Required work — Skip all pictures, then print the remaining material exactly.
━━ Record extracts ━━
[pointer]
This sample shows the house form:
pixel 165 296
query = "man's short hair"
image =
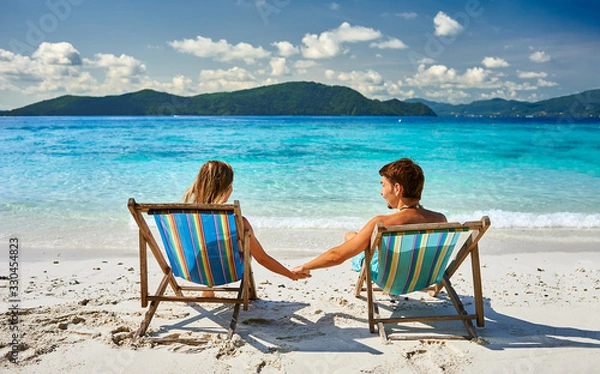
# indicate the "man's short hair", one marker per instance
pixel 406 173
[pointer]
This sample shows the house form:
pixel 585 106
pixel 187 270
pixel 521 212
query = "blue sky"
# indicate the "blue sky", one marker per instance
pixel 446 51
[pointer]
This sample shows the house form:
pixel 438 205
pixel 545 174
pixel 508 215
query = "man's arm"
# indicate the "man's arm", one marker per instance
pixel 341 253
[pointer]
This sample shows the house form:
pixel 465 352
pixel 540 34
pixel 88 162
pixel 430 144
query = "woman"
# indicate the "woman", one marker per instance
pixel 214 186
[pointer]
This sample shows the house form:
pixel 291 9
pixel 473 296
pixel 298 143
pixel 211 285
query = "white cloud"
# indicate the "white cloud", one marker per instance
pixel 447 95
pixel 392 43
pixel 57 54
pixel 301 66
pixel 52 68
pixel 330 43
pixel 369 77
pixel 286 49
pixel 226 80
pixel 446 78
pixel 531 74
pixel 446 26
pixel 539 57
pixel 125 68
pixel 426 61
pixel 545 83
pixel 494 62
pixel 407 15
pixel 369 83
pixel 221 50
pixel 278 66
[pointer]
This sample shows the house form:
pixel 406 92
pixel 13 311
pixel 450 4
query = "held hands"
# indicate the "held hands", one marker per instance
pixel 299 273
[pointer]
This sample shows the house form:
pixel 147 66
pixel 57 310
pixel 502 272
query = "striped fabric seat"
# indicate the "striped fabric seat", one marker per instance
pixel 205 244
pixel 202 247
pixel 414 257
pixel 413 260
━━━
Exercise output —
[pointer]
This sample shows the house form:
pixel 165 296
query = "man's short hair"
image =
# indicate the "man's short hair", one marker per instance
pixel 406 173
[pointer]
This sample shows the house form:
pixel 585 106
pixel 187 270
pixel 521 212
query = "blue sky"
# indicate the "blue sky", one marker per instance
pixel 446 51
[pointer]
This sample shows the house form:
pixel 438 205
pixel 545 174
pixel 508 215
query = "man's arm"
# indicate the "man's arm", one marker per instance
pixel 341 253
[pointer]
This sample shows the house form:
pixel 465 352
pixel 540 34
pixel 88 162
pixel 430 144
query = "woman"
# indicate the "woman", one marker per instance
pixel 214 186
[pointer]
This sample shows the house form:
pixel 291 9
pixel 473 296
pixel 298 143
pixel 211 285
query = "white cloud"
# indicate the "white cloud", one marker per instance
pixel 447 95
pixel 392 43
pixel 57 54
pixel 301 66
pixel 52 68
pixel 330 43
pixel 369 77
pixel 286 49
pixel 226 80
pixel 446 78
pixel 531 74
pixel 446 26
pixel 539 57
pixel 125 68
pixel 426 61
pixel 545 83
pixel 494 62
pixel 407 15
pixel 369 83
pixel 221 50
pixel 278 66
[pointer]
This sample shows the house form:
pixel 406 92
pixel 13 311
pixel 450 4
query = "held hands"
# indicate the "held hands", one marker per instance
pixel 299 273
[pointer]
This sample shows the house form:
pixel 147 66
pixel 57 310
pixel 502 272
query = "striped fabric seat"
# indicate the "striped fabric seat", one marker per instance
pixel 205 244
pixel 202 247
pixel 414 257
pixel 413 260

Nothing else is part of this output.